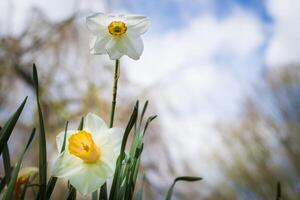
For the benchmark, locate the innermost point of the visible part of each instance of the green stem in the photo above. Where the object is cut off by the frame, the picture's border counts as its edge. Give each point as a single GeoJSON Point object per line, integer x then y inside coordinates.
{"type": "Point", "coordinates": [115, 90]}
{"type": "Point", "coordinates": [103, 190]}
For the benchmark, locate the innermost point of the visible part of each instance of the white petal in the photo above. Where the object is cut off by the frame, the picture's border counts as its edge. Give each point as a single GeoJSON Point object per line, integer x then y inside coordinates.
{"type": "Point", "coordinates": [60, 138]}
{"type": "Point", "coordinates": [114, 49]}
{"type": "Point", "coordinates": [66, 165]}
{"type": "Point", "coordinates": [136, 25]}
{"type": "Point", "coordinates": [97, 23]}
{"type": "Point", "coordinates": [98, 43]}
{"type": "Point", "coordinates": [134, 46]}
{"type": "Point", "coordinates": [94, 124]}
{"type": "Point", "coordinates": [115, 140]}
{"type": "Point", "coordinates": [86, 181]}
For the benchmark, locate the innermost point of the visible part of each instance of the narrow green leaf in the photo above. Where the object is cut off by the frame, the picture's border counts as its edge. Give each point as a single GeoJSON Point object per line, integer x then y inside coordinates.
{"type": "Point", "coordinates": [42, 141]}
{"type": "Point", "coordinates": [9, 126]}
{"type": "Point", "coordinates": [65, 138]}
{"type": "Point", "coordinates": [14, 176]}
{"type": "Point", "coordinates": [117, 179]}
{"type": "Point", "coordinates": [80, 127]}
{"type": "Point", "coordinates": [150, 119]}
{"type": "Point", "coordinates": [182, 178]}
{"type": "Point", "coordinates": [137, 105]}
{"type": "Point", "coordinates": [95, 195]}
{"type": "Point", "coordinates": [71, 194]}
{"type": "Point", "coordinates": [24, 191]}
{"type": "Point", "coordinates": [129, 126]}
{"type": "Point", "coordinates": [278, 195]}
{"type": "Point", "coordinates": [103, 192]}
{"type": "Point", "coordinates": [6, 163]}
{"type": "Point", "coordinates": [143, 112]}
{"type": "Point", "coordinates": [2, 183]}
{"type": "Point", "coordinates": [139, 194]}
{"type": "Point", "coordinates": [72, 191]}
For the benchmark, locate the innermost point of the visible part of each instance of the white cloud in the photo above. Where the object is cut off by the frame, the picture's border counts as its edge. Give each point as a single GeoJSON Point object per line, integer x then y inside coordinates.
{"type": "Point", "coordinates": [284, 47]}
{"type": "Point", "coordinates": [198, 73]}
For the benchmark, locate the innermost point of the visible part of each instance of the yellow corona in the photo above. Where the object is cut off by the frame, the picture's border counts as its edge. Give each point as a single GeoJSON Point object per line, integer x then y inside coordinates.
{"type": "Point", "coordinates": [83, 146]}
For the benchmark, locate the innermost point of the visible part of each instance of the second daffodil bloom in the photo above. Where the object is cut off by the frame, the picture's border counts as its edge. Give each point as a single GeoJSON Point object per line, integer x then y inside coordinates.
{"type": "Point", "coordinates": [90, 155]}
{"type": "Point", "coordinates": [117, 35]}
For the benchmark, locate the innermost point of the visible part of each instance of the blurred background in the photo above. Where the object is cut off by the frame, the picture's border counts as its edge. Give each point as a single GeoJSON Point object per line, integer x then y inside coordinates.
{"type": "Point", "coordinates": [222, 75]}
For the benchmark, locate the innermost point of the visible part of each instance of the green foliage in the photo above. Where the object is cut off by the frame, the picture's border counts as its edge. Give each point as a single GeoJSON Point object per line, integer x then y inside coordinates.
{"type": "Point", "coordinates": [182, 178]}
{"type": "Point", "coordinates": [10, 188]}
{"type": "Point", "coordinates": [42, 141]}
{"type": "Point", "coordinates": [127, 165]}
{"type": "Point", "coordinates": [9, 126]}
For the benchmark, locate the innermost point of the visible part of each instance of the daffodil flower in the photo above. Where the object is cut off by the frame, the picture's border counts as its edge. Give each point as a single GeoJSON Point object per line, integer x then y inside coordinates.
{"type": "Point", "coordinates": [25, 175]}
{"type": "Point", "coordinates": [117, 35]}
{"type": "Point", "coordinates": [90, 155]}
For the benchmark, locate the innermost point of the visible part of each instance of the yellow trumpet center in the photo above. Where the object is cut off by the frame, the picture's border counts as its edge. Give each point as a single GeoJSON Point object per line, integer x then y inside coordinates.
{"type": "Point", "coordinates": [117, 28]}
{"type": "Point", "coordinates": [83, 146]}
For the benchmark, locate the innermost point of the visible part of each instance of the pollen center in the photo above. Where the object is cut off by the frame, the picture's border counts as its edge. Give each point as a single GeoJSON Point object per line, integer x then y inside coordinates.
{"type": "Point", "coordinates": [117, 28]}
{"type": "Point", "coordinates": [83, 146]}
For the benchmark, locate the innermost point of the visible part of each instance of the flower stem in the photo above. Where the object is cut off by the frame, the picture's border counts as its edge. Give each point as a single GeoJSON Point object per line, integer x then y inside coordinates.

☆ ☆ ☆

▶ WHAT YOU WILL DO
Each line in the records above should be reproduced exactly; images are not copied.

▶ PROBLEM SOLUTION
For the benchmark, locate the innermost point of the visible part of each instance of the green stem in the photo above. Where the object is cut off by the frame, the picture's border counts as its edge. Give each point as a single GeoJSON Point object per line, integer x then y inside coordinates.
{"type": "Point", "coordinates": [115, 90]}
{"type": "Point", "coordinates": [103, 190]}
For the benchmark, locate the innermost point of the visible part of each instance of the white petal in the photo above. Where the object is cut off by the frame, the picture's border counts as its edge. Give each point as a single GeoJSON Point object per line, integer x then y inside coordinates.
{"type": "Point", "coordinates": [60, 138]}
{"type": "Point", "coordinates": [114, 49]}
{"type": "Point", "coordinates": [66, 165]}
{"type": "Point", "coordinates": [136, 25]}
{"type": "Point", "coordinates": [97, 23]}
{"type": "Point", "coordinates": [98, 43]}
{"type": "Point", "coordinates": [134, 46]}
{"type": "Point", "coordinates": [94, 124]}
{"type": "Point", "coordinates": [115, 140]}
{"type": "Point", "coordinates": [86, 181]}
For the benchmark, locate the innermost point of the visible part of each instance of the narrow green leaf in the photo above. Where the object is cut off by the frame, the picture's border counts as its edge. Give each point as a single GeoJSON Point object per line, integer x then y inside coordinates.
{"type": "Point", "coordinates": [42, 141]}
{"type": "Point", "coordinates": [9, 126]}
{"type": "Point", "coordinates": [65, 138]}
{"type": "Point", "coordinates": [14, 176]}
{"type": "Point", "coordinates": [117, 179]}
{"type": "Point", "coordinates": [80, 127]}
{"type": "Point", "coordinates": [150, 119]}
{"type": "Point", "coordinates": [182, 178]}
{"type": "Point", "coordinates": [137, 105]}
{"type": "Point", "coordinates": [95, 195]}
{"type": "Point", "coordinates": [71, 194]}
{"type": "Point", "coordinates": [24, 191]}
{"type": "Point", "coordinates": [129, 126]}
{"type": "Point", "coordinates": [278, 195]}
{"type": "Point", "coordinates": [103, 192]}
{"type": "Point", "coordinates": [6, 163]}
{"type": "Point", "coordinates": [143, 112]}
{"type": "Point", "coordinates": [2, 183]}
{"type": "Point", "coordinates": [139, 194]}
{"type": "Point", "coordinates": [72, 191]}
For the benchmark, locate the innermost point of the visible part of each instance of the white cloud in the photo above. Where the object is cut off by the frame, the picture's border counts as its edge. Give each point as a single GeoJSON Point object per line, integer x then y inside coordinates.
{"type": "Point", "coordinates": [284, 47]}
{"type": "Point", "coordinates": [198, 73]}
For the benchmark, locate the innermost point of the visible part of each instance of the yellow corona in the photo above. Where the object is cut off by the frame, the picture's border counts as its edge. Give each point as a single GeoJSON Point object per line, integer x then y inside coordinates.
{"type": "Point", "coordinates": [83, 146]}
For the benchmark, locate the innermost point of the visible part of each instance of the second daffodil bloom in the photo above. Where the object is cut off by the frame, the picture's border counts as its edge. Give each point as a single GeoJSON Point object per line, integer x then y inside coordinates.
{"type": "Point", "coordinates": [90, 155]}
{"type": "Point", "coordinates": [117, 35]}
For the benchmark, locate the innermost point of the visible part of each instance of the blurred background in the photo above. Where the object is cut off by the frame, the picture's border counts as its edge. Give each point as a single GeoJSON Point object per line, integer x then y inside coordinates.
{"type": "Point", "coordinates": [222, 75]}
For the benchmark, locate the innermost point of the visible part of each instance of the green foliage in the photo above. Where the object is cut off by the frame, the picture's border counts as its edge. Give each point as a single GeoJSON Point object per line, integer x then y inside coordinates.
{"type": "Point", "coordinates": [182, 178]}
{"type": "Point", "coordinates": [10, 188]}
{"type": "Point", "coordinates": [42, 141]}
{"type": "Point", "coordinates": [127, 165]}
{"type": "Point", "coordinates": [9, 126]}
For the benchmark, locate the innermost point of the visible part of each instance of the daffodil flower in the photo above. Where the object is cut off by the frame, the picture's border counts as its edge. Give each point as a single GeoJSON Point object per line, integer x then y inside coordinates.
{"type": "Point", "coordinates": [25, 175]}
{"type": "Point", "coordinates": [117, 35]}
{"type": "Point", "coordinates": [90, 155]}
For the benchmark, locate the innermost point of the visible part of each instance of the yellow trumpet center in the photo above. Where the object is cut off by the frame, the picture's border counts as its edge. Give each point as a single GeoJSON Point object per line, integer x then y inside coordinates.
{"type": "Point", "coordinates": [117, 28]}
{"type": "Point", "coordinates": [83, 146]}
For the benchmark, locate the innermost point of the visible part of each instance of the pollen center in the photo above. Where the object is cut off by the frame, the picture's border counts as its edge. Give each point as a single GeoJSON Point object per line, integer x then y inside coordinates.
{"type": "Point", "coordinates": [117, 28]}
{"type": "Point", "coordinates": [83, 146]}
For the benchmark, locate the innermost point of the visible part of each instance of the flower stem in the photo above. Where the object is cut off by the frame, the picture's border counts as its edge. Give each point as a single GeoJSON Point object per line, integer x then y inside coordinates.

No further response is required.